[Some items]
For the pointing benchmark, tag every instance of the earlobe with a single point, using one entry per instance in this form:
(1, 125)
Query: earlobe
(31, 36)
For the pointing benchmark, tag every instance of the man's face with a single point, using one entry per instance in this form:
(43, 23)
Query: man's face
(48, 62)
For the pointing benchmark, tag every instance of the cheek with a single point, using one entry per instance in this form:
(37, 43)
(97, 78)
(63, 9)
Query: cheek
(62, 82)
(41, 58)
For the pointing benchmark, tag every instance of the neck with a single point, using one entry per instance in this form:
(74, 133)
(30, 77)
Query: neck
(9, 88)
* * *
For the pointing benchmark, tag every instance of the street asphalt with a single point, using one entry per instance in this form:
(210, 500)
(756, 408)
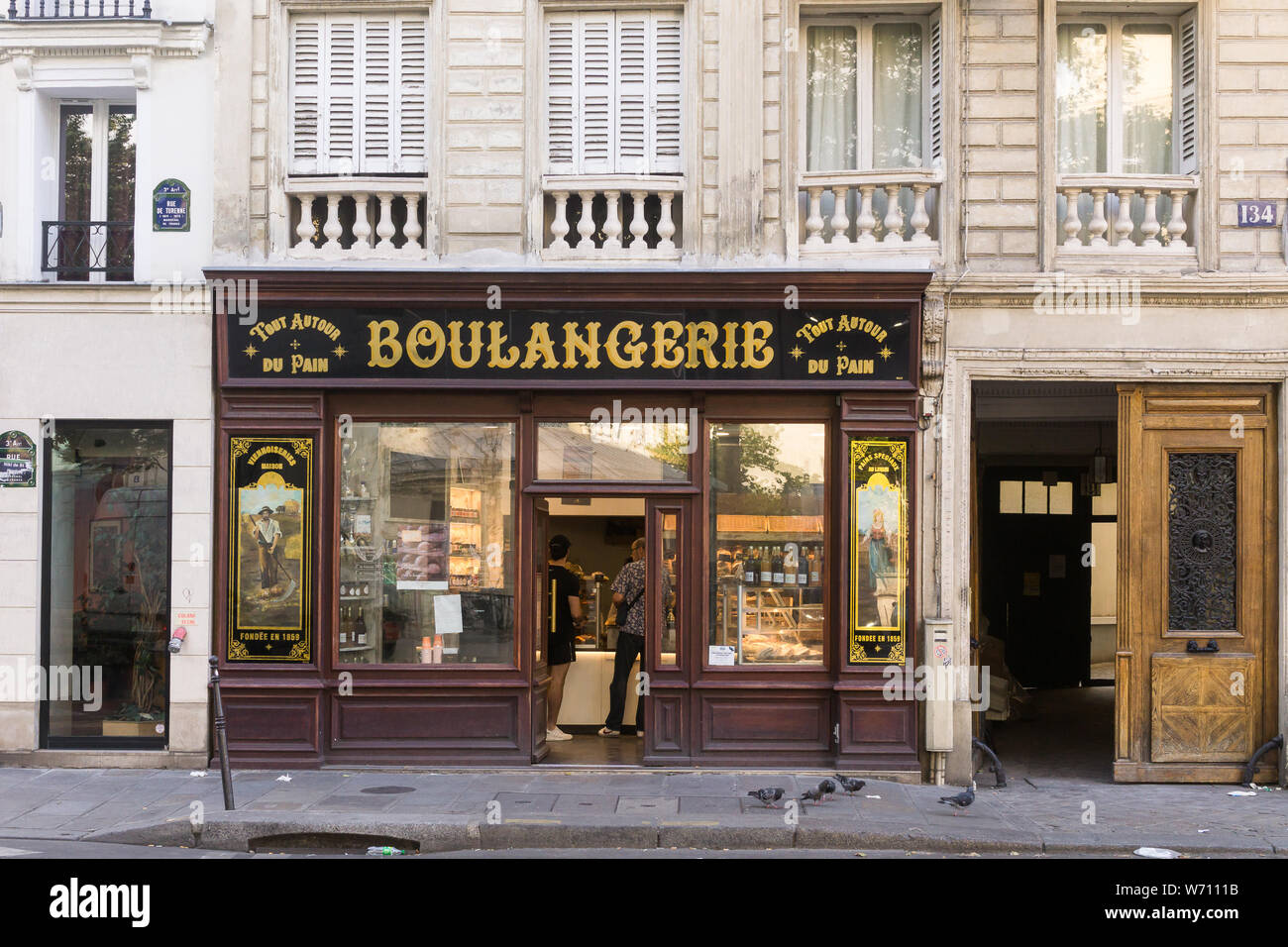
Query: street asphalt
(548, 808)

** Stated exercise **
Pull out each line of the items above that contains the word "with", copying those lines unchanged.

** Task response **
For the pointing benchmark, tag every instance of the earlobe with a single point, using one entry per instance in this form:
For the pointing benchmark, tag every instance of the man's face with a single point, using one entry per instance in this form:
For the pointing benchmark, tag every instance of the cheek with a single point, using one entry per instance in this form:
For the pointing benchmark, tag every instance of the neck with a single point, using one entry per instance in this form:
For the pointing benchmark, tag every instance of the street asphalt with a single point, using one entry per instance in this form:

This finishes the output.